Point placement records:
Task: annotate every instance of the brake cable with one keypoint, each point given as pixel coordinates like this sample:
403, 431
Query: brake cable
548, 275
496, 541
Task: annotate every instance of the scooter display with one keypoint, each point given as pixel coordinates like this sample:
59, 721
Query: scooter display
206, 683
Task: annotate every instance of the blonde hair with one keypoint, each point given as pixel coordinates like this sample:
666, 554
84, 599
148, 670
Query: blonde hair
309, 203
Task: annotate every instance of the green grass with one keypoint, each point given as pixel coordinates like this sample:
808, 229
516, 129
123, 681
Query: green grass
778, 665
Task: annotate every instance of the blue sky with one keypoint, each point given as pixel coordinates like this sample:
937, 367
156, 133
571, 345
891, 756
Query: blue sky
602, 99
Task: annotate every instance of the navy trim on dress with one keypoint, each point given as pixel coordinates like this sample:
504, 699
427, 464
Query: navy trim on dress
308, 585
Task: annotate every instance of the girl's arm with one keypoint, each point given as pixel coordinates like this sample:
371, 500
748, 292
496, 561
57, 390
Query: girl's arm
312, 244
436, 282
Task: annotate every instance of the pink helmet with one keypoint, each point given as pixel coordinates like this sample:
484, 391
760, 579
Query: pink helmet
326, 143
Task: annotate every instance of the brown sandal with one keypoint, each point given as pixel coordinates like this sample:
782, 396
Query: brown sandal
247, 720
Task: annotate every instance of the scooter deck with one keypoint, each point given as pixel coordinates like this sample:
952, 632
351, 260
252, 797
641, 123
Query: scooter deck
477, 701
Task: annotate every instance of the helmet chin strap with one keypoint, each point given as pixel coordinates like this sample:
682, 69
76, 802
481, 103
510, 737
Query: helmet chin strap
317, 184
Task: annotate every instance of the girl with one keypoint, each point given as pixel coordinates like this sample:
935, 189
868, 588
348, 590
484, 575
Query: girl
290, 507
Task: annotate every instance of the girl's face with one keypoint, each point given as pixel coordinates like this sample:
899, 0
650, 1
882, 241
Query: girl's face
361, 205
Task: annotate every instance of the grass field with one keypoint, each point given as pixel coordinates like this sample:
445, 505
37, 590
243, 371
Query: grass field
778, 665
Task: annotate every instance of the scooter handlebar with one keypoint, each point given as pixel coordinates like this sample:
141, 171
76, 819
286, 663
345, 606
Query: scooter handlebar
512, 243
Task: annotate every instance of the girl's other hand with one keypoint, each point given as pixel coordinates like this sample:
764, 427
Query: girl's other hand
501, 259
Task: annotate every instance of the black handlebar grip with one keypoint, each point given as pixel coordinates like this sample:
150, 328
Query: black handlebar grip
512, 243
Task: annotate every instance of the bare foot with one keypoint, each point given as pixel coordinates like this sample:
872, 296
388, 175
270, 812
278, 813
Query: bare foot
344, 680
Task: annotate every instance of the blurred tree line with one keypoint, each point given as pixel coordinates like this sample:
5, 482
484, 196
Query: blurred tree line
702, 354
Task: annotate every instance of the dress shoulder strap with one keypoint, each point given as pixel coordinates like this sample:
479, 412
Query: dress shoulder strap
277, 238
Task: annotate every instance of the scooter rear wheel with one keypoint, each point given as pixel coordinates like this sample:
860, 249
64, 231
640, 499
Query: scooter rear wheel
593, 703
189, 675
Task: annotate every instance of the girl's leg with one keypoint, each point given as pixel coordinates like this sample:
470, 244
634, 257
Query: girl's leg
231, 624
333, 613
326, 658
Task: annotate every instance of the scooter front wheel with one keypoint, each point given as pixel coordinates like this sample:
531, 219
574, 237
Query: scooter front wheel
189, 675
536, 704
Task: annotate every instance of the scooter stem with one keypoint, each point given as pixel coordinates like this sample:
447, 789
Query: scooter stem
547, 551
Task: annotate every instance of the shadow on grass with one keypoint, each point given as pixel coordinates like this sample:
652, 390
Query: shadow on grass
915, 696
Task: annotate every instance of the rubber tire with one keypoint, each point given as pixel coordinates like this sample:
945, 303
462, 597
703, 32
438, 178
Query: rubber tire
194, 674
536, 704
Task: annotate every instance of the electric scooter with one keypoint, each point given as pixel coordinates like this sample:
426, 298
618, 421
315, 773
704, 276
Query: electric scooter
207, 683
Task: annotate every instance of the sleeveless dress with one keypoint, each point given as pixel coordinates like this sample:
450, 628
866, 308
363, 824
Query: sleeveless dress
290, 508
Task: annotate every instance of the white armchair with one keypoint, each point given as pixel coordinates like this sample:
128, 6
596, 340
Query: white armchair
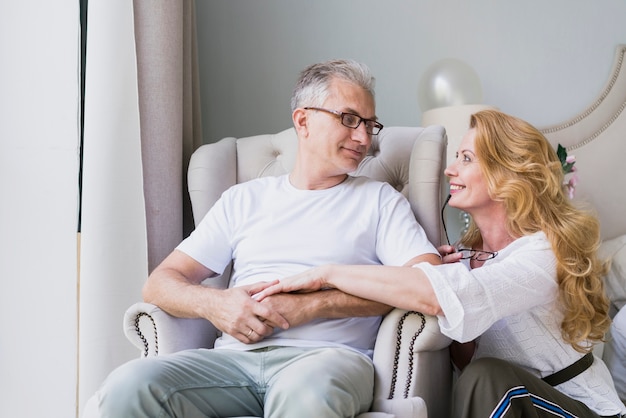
413, 373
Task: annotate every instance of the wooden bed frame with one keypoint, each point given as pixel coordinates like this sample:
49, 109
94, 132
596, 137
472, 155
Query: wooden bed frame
597, 138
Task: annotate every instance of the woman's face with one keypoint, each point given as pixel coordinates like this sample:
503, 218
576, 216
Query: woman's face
468, 188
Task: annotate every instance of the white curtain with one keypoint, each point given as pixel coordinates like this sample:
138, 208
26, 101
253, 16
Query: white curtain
113, 254
142, 122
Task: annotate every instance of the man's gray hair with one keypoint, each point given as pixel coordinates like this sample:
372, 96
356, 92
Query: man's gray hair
312, 86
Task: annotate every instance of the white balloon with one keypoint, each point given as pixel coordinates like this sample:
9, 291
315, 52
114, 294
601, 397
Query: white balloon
449, 82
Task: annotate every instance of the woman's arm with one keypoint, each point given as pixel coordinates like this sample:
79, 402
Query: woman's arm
401, 287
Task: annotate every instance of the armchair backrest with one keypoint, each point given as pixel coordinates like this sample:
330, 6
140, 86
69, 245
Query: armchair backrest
411, 159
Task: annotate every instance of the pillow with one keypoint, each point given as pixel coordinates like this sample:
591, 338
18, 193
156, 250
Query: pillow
615, 280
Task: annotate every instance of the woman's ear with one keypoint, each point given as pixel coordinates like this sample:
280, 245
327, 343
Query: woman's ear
300, 121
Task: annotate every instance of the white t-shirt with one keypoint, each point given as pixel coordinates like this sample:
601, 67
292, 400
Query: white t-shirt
511, 304
272, 230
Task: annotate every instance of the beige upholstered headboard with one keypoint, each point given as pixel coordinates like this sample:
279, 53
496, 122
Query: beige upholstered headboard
597, 138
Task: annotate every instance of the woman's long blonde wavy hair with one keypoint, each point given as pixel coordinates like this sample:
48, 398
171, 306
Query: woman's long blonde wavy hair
523, 171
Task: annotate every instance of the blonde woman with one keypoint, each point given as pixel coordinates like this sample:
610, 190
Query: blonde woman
523, 289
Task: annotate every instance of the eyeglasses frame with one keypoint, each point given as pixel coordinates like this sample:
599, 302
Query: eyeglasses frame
475, 256
341, 115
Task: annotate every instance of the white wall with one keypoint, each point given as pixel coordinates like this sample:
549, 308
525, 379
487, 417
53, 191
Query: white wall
39, 102
544, 61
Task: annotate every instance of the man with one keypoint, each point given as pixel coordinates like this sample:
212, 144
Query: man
292, 354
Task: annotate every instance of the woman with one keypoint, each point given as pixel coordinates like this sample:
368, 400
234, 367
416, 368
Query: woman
527, 295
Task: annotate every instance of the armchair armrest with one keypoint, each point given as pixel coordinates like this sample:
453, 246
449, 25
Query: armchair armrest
155, 332
411, 361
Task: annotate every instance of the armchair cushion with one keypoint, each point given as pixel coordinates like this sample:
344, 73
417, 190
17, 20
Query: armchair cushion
615, 280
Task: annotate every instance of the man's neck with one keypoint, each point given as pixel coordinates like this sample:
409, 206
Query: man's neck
311, 182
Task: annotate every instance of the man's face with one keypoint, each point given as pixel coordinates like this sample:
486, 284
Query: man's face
337, 149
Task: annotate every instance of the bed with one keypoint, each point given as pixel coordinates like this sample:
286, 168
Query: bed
597, 138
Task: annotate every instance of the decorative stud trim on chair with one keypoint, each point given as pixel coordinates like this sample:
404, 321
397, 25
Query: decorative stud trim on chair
394, 377
143, 338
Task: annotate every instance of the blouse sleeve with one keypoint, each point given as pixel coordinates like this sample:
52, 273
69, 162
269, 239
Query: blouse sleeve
521, 277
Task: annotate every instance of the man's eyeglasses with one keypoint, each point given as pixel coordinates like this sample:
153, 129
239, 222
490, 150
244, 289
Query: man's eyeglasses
353, 121
468, 253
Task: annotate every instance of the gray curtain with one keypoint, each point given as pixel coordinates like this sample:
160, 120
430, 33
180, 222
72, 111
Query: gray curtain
170, 120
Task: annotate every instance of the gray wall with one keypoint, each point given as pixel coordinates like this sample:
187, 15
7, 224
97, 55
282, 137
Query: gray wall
542, 60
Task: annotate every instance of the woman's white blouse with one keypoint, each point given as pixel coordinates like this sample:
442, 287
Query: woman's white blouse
511, 305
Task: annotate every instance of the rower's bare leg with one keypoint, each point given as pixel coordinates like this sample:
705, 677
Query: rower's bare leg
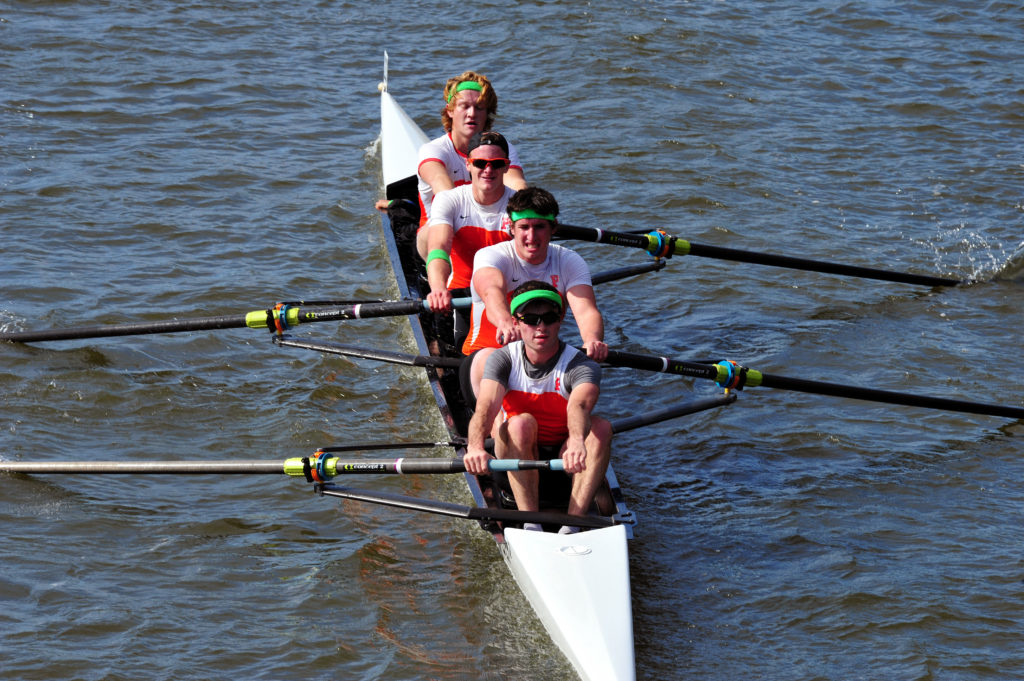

Short exercise:
Copy out each line of the material that contains the word "black".

Written reply:
Task: annotate every instance of the black handlebar grip with one keypoint, each point given as pixel coordinates like this sample:
Query: black handlebar grip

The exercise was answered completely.